Innovative initiatives

The introduction of digital justice solutions should be approached as a comprehensive, system-wide and integral reform that goes beyond technological aspects. It is an institutional change that involves multiple organizational and cultural reforms to accompany the adoption of new technologies.

Argentina lacks defined public policies and institutional incentives to promote the use of artificial intelligence (AI) in the administration of justice. Existing institutional innovation processes are limited to pioneering experiences, with a limited scope and at an early stage of development.

Artificial intelligence for justice: experiences, opportunities and risks

By systematizing information, identifying patterns and creating predictions, Artificial Intelligence can greatly contribute to the improvement of processes and decision making in the justice system. It can help simplify and automate tasks, reduce errors and assist in generating documents which in turn result in reduced judicial response times, improved efficiency in resource allocation and a reduction of court bureaucratic tasks. This would allow staff to focus on resolving complex or priority cases.

However, the introduction of AI in the justice system is not risk-free. One of the most concerning is the potential reinforcement of discrimination and bias. It is critical to guarantee that AI judicial systems comply with fundamental principles such as algorithmic transparency, algorithmic traceability or explainability, open access to algorithms, and algorithmic non-discrimination.

Prioritizing AI applications in justice

The implementation of AI techniques does not offer a single, universal path. Some applications may have greater potential for impact than others and may also be more problematic than others. This is why the European Commission for the Efficiency of Justice (CEPEJ) adopted in 2018 the “European Ethical Charter on the Use of Artificial Intelligence” where it reviews different uses, and recommends some while discouraging others.

**Work instruction 1:**
Repeat part of the passage on AI in justice word for word. Begin at the words "Prioritizing AI applications" and stop after "while discouraging others.".
**Work instruction 2:**
Please translate this sentence from the passage on AI in justice into Spanish: "However, the introduction of AI in the justice system is not risk-free."
**Work instruction 3:**
Answer these questions from the passage on AI in justice:
(a) What does Argentina lack to promote the use of AI in the administration of justice?
(b) In what year did the CEPEJ adopt the "European Ethical Charter on the Use of Artificial Intelligence"?
(c) What risk of introducing AI in the justice system is named as one of the most concerning?
The listing is separate material, apart from the passage on AI in justice.

**Listed entries:**
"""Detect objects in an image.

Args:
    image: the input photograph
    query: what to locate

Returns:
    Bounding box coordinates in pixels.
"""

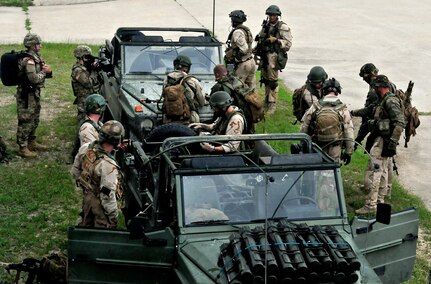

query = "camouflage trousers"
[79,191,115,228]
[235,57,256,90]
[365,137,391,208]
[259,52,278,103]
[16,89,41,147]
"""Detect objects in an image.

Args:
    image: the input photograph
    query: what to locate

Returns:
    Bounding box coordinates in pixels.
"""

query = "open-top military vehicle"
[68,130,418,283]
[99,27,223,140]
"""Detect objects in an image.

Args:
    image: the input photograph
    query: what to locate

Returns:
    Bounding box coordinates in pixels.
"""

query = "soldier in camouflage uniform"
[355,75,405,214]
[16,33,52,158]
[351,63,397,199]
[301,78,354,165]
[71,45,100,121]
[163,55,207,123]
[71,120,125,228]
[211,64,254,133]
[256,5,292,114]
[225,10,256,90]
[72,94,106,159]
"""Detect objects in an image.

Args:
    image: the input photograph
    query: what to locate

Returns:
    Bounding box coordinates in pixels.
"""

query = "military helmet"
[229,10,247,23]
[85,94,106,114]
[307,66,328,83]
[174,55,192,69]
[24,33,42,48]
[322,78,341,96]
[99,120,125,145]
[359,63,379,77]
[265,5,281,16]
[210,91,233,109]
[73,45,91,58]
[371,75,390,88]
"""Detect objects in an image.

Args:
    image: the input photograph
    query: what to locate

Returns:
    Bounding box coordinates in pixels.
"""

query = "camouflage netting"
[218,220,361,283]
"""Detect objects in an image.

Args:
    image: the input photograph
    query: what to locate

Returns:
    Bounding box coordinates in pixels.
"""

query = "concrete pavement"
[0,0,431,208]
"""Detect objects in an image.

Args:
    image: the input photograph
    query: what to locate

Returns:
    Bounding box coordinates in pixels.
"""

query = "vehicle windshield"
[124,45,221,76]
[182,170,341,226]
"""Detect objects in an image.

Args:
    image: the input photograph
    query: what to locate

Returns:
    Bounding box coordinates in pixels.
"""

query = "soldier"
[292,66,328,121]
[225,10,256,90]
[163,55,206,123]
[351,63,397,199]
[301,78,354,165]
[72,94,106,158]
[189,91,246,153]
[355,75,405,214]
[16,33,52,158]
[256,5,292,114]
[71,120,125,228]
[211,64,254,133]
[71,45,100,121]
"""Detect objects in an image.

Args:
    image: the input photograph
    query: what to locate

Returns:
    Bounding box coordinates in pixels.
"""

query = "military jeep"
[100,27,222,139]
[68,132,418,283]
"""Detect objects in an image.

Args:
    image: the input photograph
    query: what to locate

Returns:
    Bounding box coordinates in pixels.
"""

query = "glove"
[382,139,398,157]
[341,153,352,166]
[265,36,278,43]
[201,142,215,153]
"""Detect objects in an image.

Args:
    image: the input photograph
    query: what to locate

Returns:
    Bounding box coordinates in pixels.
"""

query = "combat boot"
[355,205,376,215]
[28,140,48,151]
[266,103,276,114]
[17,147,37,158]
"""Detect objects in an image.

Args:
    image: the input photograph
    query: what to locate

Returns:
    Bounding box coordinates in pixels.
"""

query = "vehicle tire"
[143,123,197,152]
* * *
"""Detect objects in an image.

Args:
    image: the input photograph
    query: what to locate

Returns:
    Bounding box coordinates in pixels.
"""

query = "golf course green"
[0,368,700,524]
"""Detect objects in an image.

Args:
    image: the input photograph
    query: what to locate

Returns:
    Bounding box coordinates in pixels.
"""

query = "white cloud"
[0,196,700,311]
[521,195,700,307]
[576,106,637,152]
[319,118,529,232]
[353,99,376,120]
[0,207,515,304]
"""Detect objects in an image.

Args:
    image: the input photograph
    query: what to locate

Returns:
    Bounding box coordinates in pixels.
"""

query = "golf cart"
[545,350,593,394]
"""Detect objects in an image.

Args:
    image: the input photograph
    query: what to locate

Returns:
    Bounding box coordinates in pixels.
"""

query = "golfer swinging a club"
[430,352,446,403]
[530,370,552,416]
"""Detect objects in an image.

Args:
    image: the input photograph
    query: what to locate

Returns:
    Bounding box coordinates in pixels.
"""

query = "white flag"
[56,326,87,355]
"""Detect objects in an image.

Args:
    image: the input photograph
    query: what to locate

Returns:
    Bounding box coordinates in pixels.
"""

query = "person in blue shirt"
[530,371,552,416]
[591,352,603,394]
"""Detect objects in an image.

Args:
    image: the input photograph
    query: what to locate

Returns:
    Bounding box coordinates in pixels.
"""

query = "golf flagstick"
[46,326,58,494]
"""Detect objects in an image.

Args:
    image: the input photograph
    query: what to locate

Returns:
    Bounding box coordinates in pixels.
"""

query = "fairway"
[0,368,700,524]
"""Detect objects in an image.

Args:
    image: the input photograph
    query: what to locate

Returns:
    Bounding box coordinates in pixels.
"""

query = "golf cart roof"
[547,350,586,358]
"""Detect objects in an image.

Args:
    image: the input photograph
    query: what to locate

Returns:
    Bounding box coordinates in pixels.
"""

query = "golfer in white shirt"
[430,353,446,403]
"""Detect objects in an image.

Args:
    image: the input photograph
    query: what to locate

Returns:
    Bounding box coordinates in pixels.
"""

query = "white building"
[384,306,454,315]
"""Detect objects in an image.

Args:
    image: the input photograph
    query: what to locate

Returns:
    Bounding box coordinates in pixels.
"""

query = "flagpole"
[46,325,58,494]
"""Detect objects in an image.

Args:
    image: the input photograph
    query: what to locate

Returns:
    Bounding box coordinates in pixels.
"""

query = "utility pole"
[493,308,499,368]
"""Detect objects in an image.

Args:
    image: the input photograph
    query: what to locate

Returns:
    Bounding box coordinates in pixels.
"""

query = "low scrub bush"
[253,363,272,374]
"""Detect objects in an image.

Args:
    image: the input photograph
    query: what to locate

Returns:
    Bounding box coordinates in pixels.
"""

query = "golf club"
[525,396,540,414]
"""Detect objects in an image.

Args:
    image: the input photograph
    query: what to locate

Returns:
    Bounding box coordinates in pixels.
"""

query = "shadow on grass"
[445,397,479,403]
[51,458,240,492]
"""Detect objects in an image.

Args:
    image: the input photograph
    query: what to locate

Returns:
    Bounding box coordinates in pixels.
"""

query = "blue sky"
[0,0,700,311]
==
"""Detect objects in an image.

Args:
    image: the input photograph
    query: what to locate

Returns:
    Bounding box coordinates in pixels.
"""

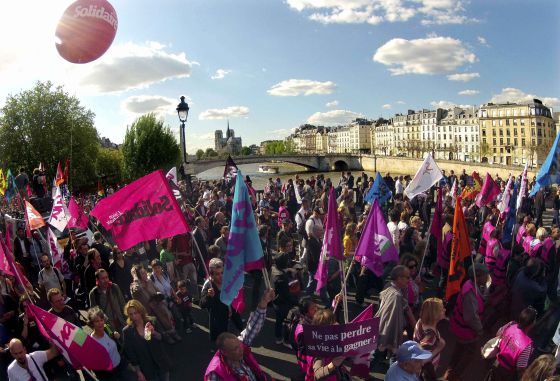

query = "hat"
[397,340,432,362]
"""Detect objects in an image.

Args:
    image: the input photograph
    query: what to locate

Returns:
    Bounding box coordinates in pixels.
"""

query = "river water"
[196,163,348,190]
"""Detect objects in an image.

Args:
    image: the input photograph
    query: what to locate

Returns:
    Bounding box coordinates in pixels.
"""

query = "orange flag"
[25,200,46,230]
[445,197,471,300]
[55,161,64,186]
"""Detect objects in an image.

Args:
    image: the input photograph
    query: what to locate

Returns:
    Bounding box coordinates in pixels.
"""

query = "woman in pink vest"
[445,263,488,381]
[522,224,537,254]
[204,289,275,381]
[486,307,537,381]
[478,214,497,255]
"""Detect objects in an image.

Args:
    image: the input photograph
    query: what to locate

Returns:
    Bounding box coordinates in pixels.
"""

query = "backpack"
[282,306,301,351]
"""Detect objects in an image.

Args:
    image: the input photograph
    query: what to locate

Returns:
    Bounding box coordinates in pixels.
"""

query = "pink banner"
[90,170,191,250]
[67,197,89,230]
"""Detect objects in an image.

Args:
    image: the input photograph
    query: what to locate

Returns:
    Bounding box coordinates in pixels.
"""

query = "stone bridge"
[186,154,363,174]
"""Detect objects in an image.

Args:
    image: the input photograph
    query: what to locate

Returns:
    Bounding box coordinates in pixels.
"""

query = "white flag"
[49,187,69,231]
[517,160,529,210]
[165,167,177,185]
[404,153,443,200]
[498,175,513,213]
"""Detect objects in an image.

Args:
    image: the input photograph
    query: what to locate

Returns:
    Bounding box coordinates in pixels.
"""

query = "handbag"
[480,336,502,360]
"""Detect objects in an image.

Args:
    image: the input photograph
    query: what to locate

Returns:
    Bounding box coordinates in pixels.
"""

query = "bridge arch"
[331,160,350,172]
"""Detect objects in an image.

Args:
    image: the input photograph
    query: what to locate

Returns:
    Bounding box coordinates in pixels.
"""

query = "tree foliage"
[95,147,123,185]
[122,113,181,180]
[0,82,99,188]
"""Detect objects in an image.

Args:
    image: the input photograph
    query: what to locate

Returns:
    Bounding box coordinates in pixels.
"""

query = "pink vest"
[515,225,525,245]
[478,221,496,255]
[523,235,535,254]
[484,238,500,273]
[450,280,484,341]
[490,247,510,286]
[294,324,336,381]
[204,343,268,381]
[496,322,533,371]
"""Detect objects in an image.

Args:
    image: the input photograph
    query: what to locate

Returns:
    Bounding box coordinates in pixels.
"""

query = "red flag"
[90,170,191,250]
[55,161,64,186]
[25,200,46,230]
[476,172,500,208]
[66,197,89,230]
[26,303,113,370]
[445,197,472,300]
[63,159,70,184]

**Response area 1:**
Prioritizing AI applications in justice

The implementation of AI techniques does not offer a single, universal path. Some applications may have greater potential for impact than others and may also be more problematic than others. This is why the European Commission for the Efficiency of Justice (CEPEJ) adopted in 2018 the “European Ethical Charter on the Use of Artificial Intelligence” where it reviews different uses, and recommends some while discouraging others.

**Response area 2:**
Sin embargo, la introducción de la IA en el sistema de justicia no está exenta de riesgos.

**Response area 3:**
(a) Defined public policies and institutional incentives.
(b) 2018.
(c) The potential reinforcement of discrimination and bias.